- **Kısa alıştırma A**
Okuma parçasında "-Kulüpler Birliği; Yabancı" ifadesinden "ödemek zorunda bırakıldılar." ifadesine kadar uzanan bölümü, "ekonomik olarak" yerine "mali açıdan" koyarak düzenleyip yeniden yazın.
- **Kısa alıştırma B**
Lütfen okuma parçasına göre şu soruları yanıtlayın:
(i) Kulüpler Birliği yabancı futbolcu kısıtlaması kararını hangi oranla almıştı?
(ii) Çoğunluğun kararına uyulmadığı için görevinden istifa eden Kulüpler Birliği Başkanı kimdir?
(iii) Kulüpler geçen sene tribünde oturan yabancı futbolculara ne kadar ödemişti?

- **Okuma parçası**
<<<<

-Kulüpler Birliği; Yabancı Futbolcu Kısıtlaması kararını 6+2 olarak,13 kulübün noter tasdikli imzası ile almıştı. Geçen sene FENERBAHÇE, bu sene ondan nöbeti devralan BEŞİKTAŞ mensubu bulunduğu Kulüpler Birliğinin çoğunluk kararına uymayarak,5+3 olmasını istedi.TFF Başkanı SOMA olayları sırasında kuralı 5+3 olarak kabul ettiklerini beyan etti.Bu karar neticesi çoğunluğun isteği ve kararına uyulmadığı için, Kulüpler Birliği Başkanı İlhan Cavcav görevinden istifa etti.
-Yabancı Futbolcu kısıtlaması; ellerinde yüksek sayıda yabancı futbolcusu olan kulüpleri ekonomik olarak zor durumda bıraktı. Yabancı oyuncuların ellerini kuvvetlendirdi.Sözleşme bitimine kadar olan alacaklarını almadan,sözleşme feshine yaklaşmadılar.Geçen sene 6+0+4 kuralı nedeniyle tribünde oturan yabancı futbolculara 25 Milyon EURO ödeyen Kulüpler, Bu sene de aynı bedeli ödemek zorunda bırakıldılar.

>>>>

Bir koleksiyondan alınan kayıtlar:
<<<<

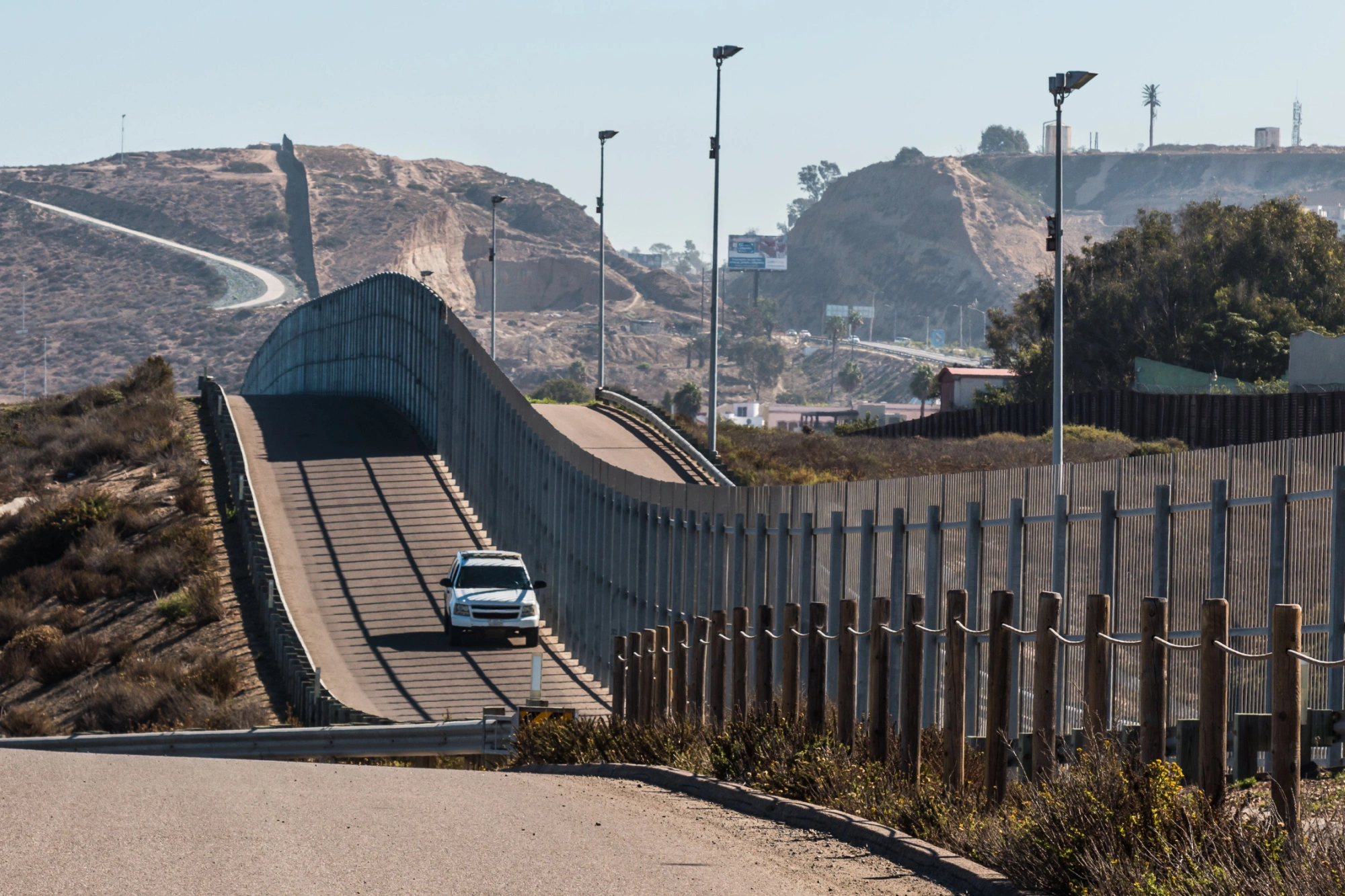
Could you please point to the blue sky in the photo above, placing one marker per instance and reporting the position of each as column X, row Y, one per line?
column 525, row 87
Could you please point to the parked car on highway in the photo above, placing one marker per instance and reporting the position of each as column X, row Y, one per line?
column 490, row 592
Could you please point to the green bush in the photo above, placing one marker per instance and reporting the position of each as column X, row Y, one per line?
column 274, row 220
column 566, row 392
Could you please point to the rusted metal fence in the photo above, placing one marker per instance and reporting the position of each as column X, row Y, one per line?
column 1202, row 421
column 1258, row 525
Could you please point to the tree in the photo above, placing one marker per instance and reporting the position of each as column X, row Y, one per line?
column 1001, row 139
column 835, row 330
column 814, row 179
column 566, row 392
column 761, row 362
column 1211, row 287
column 688, row 400
column 1151, row 99
column 851, row 378
column 922, row 384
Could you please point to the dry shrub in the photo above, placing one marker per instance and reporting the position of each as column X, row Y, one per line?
column 28, row 720
column 192, row 501
column 14, row 618
column 68, row 619
column 157, row 693
column 1106, row 825
column 206, row 602
column 69, row 657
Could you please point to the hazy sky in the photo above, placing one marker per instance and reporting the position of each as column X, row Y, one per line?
column 525, row 87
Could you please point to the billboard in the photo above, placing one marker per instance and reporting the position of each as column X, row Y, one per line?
column 751, row 252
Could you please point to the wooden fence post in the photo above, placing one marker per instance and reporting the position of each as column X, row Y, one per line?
column 956, row 690
column 997, row 698
column 719, row 622
column 765, row 659
column 1097, row 667
column 1153, row 680
column 633, row 676
column 913, row 662
column 680, row 655
column 740, row 662
column 619, row 677
column 817, row 708
column 661, row 671
column 1044, row 688
column 880, row 724
column 1286, row 710
column 1214, row 700
column 790, row 661
column 649, row 649
column 849, row 658
column 696, row 674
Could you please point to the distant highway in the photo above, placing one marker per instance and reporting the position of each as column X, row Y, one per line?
column 275, row 288
column 919, row 354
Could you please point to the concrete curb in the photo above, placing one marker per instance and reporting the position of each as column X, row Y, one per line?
column 939, row 865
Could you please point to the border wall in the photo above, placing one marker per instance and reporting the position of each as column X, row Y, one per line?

>>>>

- **Doğru sonuç A**
-Kulüpler Birliği; Yabancı Futbolcu Kısıtlaması kararını 6+2 olarak,13 kulübün noter tasdikli imzası ile almıştı. Geçen sene FENERBAHÇE, bu sene ondan nöbeti devralan BEŞİKTAŞ mensubu bulunduğu Kulüpler Birliğinin çoğunluk kararına uymayarak,5+3 olmasını istedi.TFF Başkanı SOMA olayları sırasında kuralı 5+3 olarak kabul ettiklerini beyan etti.Bu karar neticesi çoğunluğun isteği ve kararına uyulmadığı için, Kulüpler Birliği Başkanı İlhan Cavcav görevinden istifa etti.
-Yabancı Futbolcu kısıtlaması; ellerinde yüksek sayıda yabancı futbolcusu olan kulüpleri mali açıdan zor durumda bıraktı. Yabancı oyuncuların ellerini kuvvetlendirdi.Sözleşme bitimine kadar olan alacaklarını almadan,sözleşme feshine yaklaşmadılar.Geçen sene 6+0+4 kuralı nedeniyle tribünde oturan yabancı futbolculara 25 Milyon EURO ödeyen Kulüpler, Bu sene de aynı bedeli ödemek zorunda bırakıldılar.

- **Doğru sonuç B**
(i) 6+2
(ii) İlhan Cavcav
(iii) 25 Milyon EURO